DOCUMENT EXTRACT –

□ □ □ □

For many of the 16 candidates who've been chosen to be part of the recently launched Tourvest Guide Academy, it was a similar story.
Most had previously studied elsewhere with some candidates saying they had studied logistics management or accounting or Human Resources but were unable to find work before this opportunity came along.
"To find me here is a present. I never went to school. This will be a second graduation. I graduated in 2017 for cooking. I find myself where I need to be," trainee ranger Andrew Ngwenya said. Decon Sibuyi had similar sentiments.
"I have been in a lot of industries including been a taxi driver. I came across this and I applied. Whatever they are doing was where I wanted to be," he said.
Ngwenya and Sibuyi are among the nine women and seven men to begin their studies at the Tourvest Field Guide Academy which opened its doors in September 2019. The training takes place at Makalali Private Game Reserve in Limpopo. Besides tented accommodation and meals, the trainee rangers are given fully sponsored tuition, covered by the Tourvest Group.
Those who complete the training get NQF Level 2 Accreditation. After completing their six-month practical training, they will be guaranteed two years of employment at various reserves around the country.
It's a gruelling task though. Candidates are up at 04:00 to take part in a 4-hour hike before having breakfast. Then its lecture time before undertaking another walk at 15:30. It's also not just about learning about the environment. Those taking part in the programme are currently learning German, to assist when foreign tourists visit the country.
Sihle Mathable studying in his tent (Vanessa Banton, News24)
Before taking part in the programme, Sihle Mathabela used to eat the endangered species pangolin but says he now knows better. He had previously been taking on part-time jobs to make ends meet. He applied after hearing about the programme while building a new lodge in the Limpopo area.

□ □ □ □

RAW DATA –

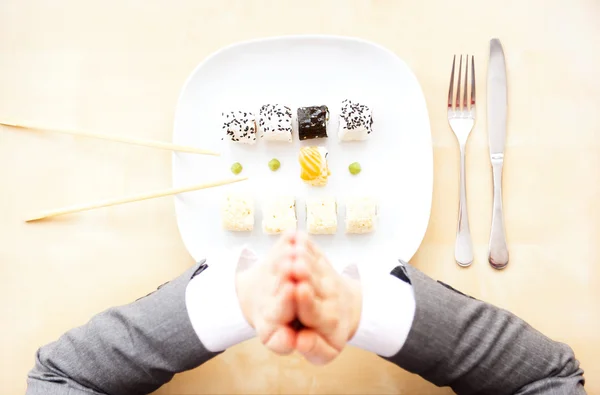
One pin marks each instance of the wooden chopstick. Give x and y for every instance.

□ □ □ □

EXERCISES –
**A.** Decide whether each statement agrees with the article about the trainee rangers: (i) the academy opened its doors in September 2019; (ii) the trainees' first hike of the day starts after breakfast; (iii) the trainees are currently learning French. For each, answer yes or no and quote the deciding words from the article.
**B.** Carry on the article about the trainee rangers from the point where it stops.
The lines above come from a separate source.

TASK RESPONSES –
**A.**
(i) Yes: "which opened its doors in September 2019"
(ii) No: "Candidates are up at 04:00 to take part in a 4-hour hike before having breakfast."
(iii) No: "Those taking part in the programme are currently learning German"

**B.**
Those chosen to take part in the programme undergo a very rigorous selection process.
"We really want people who want to be here, who want to learn," aha marketing manager, Ruzandri Stoltz said.
The idea of setting up the academy came about after Gary Elmes, Tourvest Accommodation and Activities CEO saw that there was a marked shortage of trained and properly accredited guides.
“Wherever I go among the Tourvest and aha Hotels & Lodges properties throughout the country, there’s one common denominator – the human potential that surrounds us, everywhere we go. But opportunities are scarce and so many young people in these areas don’t have the financial means to study. The tourism industry is always in need of great new talent and we can now address both needs while providing a springboard for these communities to flourish in the long-term.”
So far R3 million has been invested into the Academy. The aim is to sign up 16 new students every six months for at least the next three years. There are also considerations to add Italian and Mandarin to the curriculum going forward.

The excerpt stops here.